◆ TEXT EXTRACT:

>> BEGIN

In order to better see the relationships between these poets, we’ll visualize this in Gephi. As you may see in the data laboratory, Gephi sees data in terms of “nodes” (the people, in this case) and “edges” (for this graph, the friendships). We’ll start with the nodes.

Make a list of the people described above. One strategy might be to write down each person at first occurrence, checking to make sure they’re not already on the list—you could even write them down alphabetically to make checking faster. There are also faster or more automated ways to do this for longer lists.

Your list should look something like this:

Maya Angelou
Li Bai
William Blake
Langston Hughes
Pablo Neruda
Jalal al-Din Rumi
Sappho
Shel Silverstein
Rabindranath Tagore
William Butler Yeats

Now we’ll start entering these into Gephi. Click “add node.” Type the label for the first node—that is, the person’s name—and click “Ok.” Do this for each of the ten poets.

Now click “Edges” on the toolbar of the data table. Here is where you can see the friendships you’ll be adding to the graph.

Click “Add edge.” You’ll want to leave “undirected” selected.

A directed edge is one where something is going FROM one node to the other (say, an email being sent, or a relationship like “is the parent of”). Undirected edges, meanwhile, are the same both directions—which we might hope these friendships are!

Now we’ll capture the first relationship described above. “Sappho is friends with Maya Angelou.” For the source node, find Sappho on your list. For the target node, find Maya Angelou. “Source” and “Target” here are equivalent—for a directed edge, it would matter which was which.

If there were different kinds of edges—say, some friendships and some rivalries—you might want to write something under “Edge Kind” to label this. As it is, we can leave this blank.

Click “Ok.”

Repeat this process for each of the friendships described in the text above.

You should end up with 15 edges. Now go back to the overview, which you can select at the top of the screen.

It may not look especially clear just yet, but there are a few things we can do to help us make sense of the graph. As a first step, we’ll turn on labels for the nodes.

Find the bold black “T” at the bottom of the screen. (If you hover over it, or any of the other buttons around the viewer, it will provide an explanation of what it does.) Click it to turn the labels on.

You can also rearrange the nodes to make the relationships between them a little clearer. There are ways to do this automatically using the “layout” panel on the left-hand side, but for a data set this small it might be easier to arrange them manually.

One thing that can help in looking at a network graph is to try to move the nodes so few, if any, of the edges cross. If you click and drag a node, you can move it: do this until you can start to see how the friendships are working.

>> END

◆ WHAT YOU NEED TO DO:
- a) Translate this sentence from the Gephi tutorial above into Spanish: "You can also rearrange the nodes to make the relationships between them a little clearer."
- b) According to the Gephi tutorial above, how many edges should you end up with after adding all the friendships?

◆ STORED ROWS:

>> BEGIN

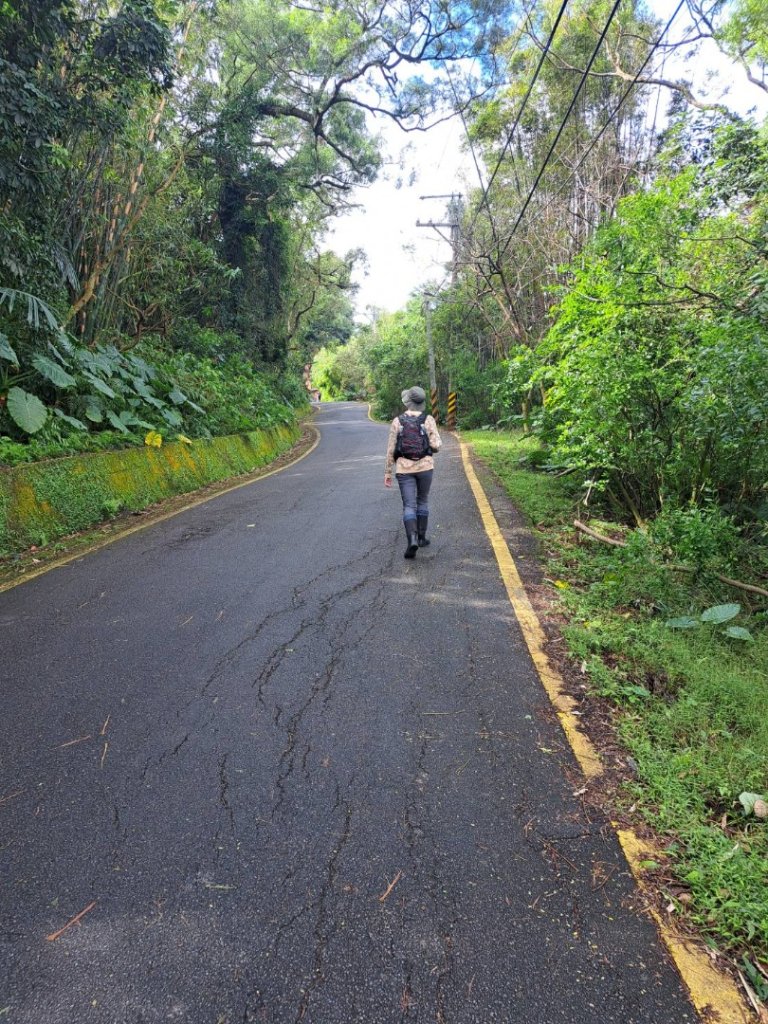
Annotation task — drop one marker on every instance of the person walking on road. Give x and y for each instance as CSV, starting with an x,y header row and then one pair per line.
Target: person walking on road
x,y
413,440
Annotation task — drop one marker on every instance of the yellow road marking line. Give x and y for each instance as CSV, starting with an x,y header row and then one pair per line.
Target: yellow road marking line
x,y
84,552
714,994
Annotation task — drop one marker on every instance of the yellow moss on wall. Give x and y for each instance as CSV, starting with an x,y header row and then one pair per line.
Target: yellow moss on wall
x,y
42,501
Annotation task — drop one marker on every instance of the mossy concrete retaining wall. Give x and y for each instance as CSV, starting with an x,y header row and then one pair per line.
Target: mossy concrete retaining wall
x,y
42,501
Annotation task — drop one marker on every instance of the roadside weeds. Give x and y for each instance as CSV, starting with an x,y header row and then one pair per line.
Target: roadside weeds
x,y
678,718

>> END

◆ TASK RESULTS:
- a) También puedes reorganizar los nodos para que las relaciones entre ellos queden un poco más claras.

- b) 15 edges.